▶ **SET EXERCISE A**: In the listing below, copy out word for word the part that starts with the line containing "Pick out every instance of the concrete" and runs to the end of the listing.

▶ **EXCERPTED TEXT**:
━━━━━━━━━━

Robert Redford has always had a big hand in shaping his own perception through his films, likely more than any other movie star of his era or before*. He somehow managed to become a sort of superstar auteur a decade before he ever actually directed a film.  When looking through his filmography as an actor post-Sundance Kid, it’s startling to see how many of his films take a decidedly Redfordian lean. From Downhill Racer’s look at the perils of competition, to The Candidate’s enjoyably satirical view of politics**, and a bigger budget Sydney Pollack spy film Three Days of the Condor taking those views of the American government mainstream, Redford wanted to make sure that people knew he was a smart person, one capable of both understanding and commenting on a society that he was currently tremendously popular in. Even The Sting and Butch Cassidy & the Sundance Kid are (kind of) about robbing from the rich and giving to the poor, albeit in an egregiously charming sort of way. Jeremiah Johnson, despite being comically awful, presented a plea for peace within what became a popular and well-received film, and his edition of The Great Gatsby did what Gatsby always does, present a look at the folly found in pursuing the American Dream. Of course, this was all prologue to Redford’s signature film, a film inspired by the Senate hearings he would watch in his trailer while on the set of Gatsby, and the film Redford would probably most like to be remembered for.

*Everybody does this now, though. Tom Cruise did, Will Smith is notorious for it, and Brad Pitt doesn’t do anything unless it makes people think he’s a socio-political genius.
**It often feels like it’s about Obama’s 2008 presidential campaign, or perhaps just the way the media covered it.

All the President’s Men is, put simply, a fucking great movie. It’s entertaining, interesting, features a number of wonderful dolly shots, and manages to not mess up the most interesting story in the history of American politics. It is Redford’s most Redfordian role, in which we watch him (and Dustin Hoffman, as infamous reporters Bob Woodward and Carl Bernstein) take on the head of state and win. The film is about the power of providing average American people with the truth, even when that truth is bonkers, a goal that seems to be a constant thread through Redford’s career. All the President’s Men has held up well over time; it remains the best film ever made about weaponized typewriters. The problem comes later, when we figure out Redford hasn’t been entirely truthful about the making of the film.

“So… what do we do now?”

━━━━━━━━━━

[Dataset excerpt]
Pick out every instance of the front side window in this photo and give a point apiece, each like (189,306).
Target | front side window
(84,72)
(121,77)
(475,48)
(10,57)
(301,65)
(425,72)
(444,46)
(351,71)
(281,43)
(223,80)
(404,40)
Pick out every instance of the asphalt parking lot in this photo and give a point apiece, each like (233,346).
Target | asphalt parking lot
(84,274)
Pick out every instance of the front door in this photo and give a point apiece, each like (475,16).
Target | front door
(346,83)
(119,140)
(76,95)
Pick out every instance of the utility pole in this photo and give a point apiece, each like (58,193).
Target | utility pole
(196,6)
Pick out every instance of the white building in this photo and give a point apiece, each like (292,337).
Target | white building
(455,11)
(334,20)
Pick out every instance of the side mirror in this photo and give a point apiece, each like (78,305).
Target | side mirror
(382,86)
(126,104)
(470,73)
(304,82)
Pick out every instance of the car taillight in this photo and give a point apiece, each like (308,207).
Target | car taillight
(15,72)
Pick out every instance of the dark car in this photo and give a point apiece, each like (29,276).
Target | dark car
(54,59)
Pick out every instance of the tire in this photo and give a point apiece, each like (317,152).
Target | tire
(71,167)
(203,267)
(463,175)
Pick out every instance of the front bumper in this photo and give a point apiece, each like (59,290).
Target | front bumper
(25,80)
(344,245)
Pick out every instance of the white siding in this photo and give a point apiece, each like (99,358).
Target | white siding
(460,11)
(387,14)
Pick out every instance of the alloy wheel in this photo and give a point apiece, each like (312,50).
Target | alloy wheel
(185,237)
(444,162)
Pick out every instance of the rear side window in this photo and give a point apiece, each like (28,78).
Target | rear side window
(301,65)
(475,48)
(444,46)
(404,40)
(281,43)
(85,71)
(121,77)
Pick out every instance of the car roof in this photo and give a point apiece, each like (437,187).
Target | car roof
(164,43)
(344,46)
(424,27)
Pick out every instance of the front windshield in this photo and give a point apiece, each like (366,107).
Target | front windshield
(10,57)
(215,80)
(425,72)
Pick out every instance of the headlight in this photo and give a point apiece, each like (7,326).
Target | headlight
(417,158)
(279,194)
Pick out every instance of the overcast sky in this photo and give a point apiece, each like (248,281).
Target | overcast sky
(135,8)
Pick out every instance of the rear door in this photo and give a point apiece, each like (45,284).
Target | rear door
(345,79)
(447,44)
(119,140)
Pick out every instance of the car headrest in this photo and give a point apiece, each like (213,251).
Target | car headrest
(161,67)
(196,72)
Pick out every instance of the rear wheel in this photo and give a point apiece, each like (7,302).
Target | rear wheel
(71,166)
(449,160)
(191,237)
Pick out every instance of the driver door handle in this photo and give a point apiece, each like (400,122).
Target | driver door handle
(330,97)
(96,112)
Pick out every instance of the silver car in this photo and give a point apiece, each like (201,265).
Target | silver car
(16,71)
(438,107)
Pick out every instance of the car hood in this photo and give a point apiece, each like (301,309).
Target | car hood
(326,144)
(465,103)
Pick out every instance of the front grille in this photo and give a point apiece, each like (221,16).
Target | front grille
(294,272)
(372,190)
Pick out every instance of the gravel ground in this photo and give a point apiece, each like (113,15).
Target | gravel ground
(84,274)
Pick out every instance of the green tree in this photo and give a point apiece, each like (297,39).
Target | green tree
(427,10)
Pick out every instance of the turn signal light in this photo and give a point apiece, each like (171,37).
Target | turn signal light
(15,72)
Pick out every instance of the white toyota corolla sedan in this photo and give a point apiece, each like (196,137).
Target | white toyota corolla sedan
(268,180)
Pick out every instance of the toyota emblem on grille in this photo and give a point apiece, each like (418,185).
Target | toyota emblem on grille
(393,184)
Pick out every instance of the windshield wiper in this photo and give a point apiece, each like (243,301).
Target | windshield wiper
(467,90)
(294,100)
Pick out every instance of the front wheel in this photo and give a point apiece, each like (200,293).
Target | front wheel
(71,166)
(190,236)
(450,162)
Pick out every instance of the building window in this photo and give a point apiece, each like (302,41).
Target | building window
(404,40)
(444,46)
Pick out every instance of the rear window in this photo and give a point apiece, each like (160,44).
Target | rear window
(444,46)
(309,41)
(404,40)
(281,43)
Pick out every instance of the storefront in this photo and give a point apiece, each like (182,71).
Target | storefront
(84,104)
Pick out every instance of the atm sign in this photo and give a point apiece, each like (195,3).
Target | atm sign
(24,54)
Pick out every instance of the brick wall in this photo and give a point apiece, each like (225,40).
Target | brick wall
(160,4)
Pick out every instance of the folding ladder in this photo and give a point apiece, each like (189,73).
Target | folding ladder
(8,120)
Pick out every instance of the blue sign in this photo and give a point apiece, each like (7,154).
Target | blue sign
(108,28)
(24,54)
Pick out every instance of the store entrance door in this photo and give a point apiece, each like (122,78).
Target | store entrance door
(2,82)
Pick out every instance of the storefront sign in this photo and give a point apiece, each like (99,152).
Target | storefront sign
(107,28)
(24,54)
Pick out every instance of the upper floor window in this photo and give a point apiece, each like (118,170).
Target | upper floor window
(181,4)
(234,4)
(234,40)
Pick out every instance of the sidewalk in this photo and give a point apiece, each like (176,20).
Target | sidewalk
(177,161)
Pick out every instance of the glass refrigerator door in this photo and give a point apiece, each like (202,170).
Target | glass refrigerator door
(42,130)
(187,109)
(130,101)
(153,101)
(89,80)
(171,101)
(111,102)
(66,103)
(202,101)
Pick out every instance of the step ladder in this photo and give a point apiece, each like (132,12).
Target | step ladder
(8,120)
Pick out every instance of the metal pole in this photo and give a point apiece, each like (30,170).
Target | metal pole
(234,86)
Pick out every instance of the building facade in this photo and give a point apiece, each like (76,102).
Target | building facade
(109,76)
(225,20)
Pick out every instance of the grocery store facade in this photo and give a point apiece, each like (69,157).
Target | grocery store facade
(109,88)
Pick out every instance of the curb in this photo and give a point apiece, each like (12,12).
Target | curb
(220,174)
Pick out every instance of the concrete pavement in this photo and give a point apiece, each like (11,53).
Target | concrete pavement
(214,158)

━━━━━━━━━━

▶ **SET EXERCISE B**: Go on with the essay about Robert Redford's films from the point where it stops above.

▶ **FINAL ANSWER A**:
Pick out every instance of the concrete pavement in this photo and give a point apiece, each like (11,53).
Target | concrete pavement
(214,158)

▶ **FINAL ANSWER B**:
This is newly-elected fake senator Bill McKay talking, and the words are coming out of newly-elected movie star Robert Redford’s mouth. McKay has achieved an unexpected win, and he doesn’t know what to do with the spoils of the victory.

All the President’s Men was a highly acclaimed film at the time of its release, and its script is often a big part of this praise. William Goldman, the credited screenwriter, won an Academy Award for his work, but in more recent years, Redford has taken to claiming he more or less wrote the movie with director Alan J. Pakula (from a first draft by Goldman). In his 2011 biography, Redford details the filmmaking process beginning with Redford’s idea for how the film should work, and conveying that to his friend Goldman. He felt that the film shouldn’t be a traditional thriller like Three Days of the Condor because, “This story was allegory, about a certain innocence that was corrupted by Watergate. Woodward and Bernstein personified the innocence. They were the old school, the journalists who investigated, extrapolated, and worked to a standard. Because they were personally such a study in contrasts, I thought there was amazing psychological material to mine,” before moving into some oddly petty lines. “Bill, I knew, was very skillful. But I had reservations. When he wrote his novels, it was homage to his favorite novelists. When it came to Butch Cassidy, it was homage to his favorite buddy movies, like Gunga Din. One admired him for it. But what troubled me on a personal level was the fact that his views were caustic. It was fun to be in his company and hear him, until you thought, ‘What happens when this judgmental bit is turned on me?’ I became uncomfortable in some aspect of our friendship, and that should have warned me off.” The biography would go on to claim that nobody was ever particularly happy with Goldman’s drafts, and that eventually only about one tenth of Goldman’s work was left in the finished film. But other than that, Redford’s biography is generally pretty dismissive of Goldman’s work on the film, instead claiming that Redford and Pakula split the research portion of the work before coming together to refine the screenplay.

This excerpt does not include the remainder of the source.